Repeat exactly the lines of the listing from the line containing "If you could tag each instance of the door" through its last line, and nothing beyond them.

+ + +

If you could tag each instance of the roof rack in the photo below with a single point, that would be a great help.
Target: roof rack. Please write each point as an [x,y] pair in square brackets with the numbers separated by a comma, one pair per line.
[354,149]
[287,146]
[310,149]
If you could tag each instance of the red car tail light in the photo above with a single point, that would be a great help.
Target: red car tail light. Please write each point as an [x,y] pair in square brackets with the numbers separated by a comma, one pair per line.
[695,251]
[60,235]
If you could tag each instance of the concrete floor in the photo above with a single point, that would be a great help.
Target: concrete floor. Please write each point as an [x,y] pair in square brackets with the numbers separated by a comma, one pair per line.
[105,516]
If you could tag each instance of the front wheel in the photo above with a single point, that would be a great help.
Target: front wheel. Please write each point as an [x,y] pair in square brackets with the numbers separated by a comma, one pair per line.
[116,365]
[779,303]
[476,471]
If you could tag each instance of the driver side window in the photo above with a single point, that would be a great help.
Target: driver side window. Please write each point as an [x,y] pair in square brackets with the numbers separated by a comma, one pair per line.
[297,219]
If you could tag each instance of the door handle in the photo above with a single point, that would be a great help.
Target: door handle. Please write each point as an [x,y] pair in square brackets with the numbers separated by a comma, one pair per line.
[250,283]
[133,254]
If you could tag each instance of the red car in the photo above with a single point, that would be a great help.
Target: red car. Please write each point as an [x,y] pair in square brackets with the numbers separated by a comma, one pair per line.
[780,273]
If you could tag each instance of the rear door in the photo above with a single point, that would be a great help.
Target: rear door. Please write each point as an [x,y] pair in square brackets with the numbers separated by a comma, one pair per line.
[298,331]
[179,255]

+ + +

§ **Exercise solution**
If you could tag each instance of the door handle in the photo above with a single point, that would be a great help.
Target: door handle. Please write each point as an [x,y] pair in square brackets with the numbers separated by a comma, one pair per line.
[250,283]
[133,254]
If you could tag each instance of the red car in the photo above with a single point, that would be a great help.
Target: red car. Please write each point as an [x,y] pair in square brackets with the numbers separated by a comma, one pair per line.
[780,273]
If you could tag each instance of the rear door in the photo above with a single point, that would be a great help.
Target: rear door. Please write each point as an [x,y] pair in square brackets with the numbers separated by a comma, one pair per line.
[298,331]
[179,255]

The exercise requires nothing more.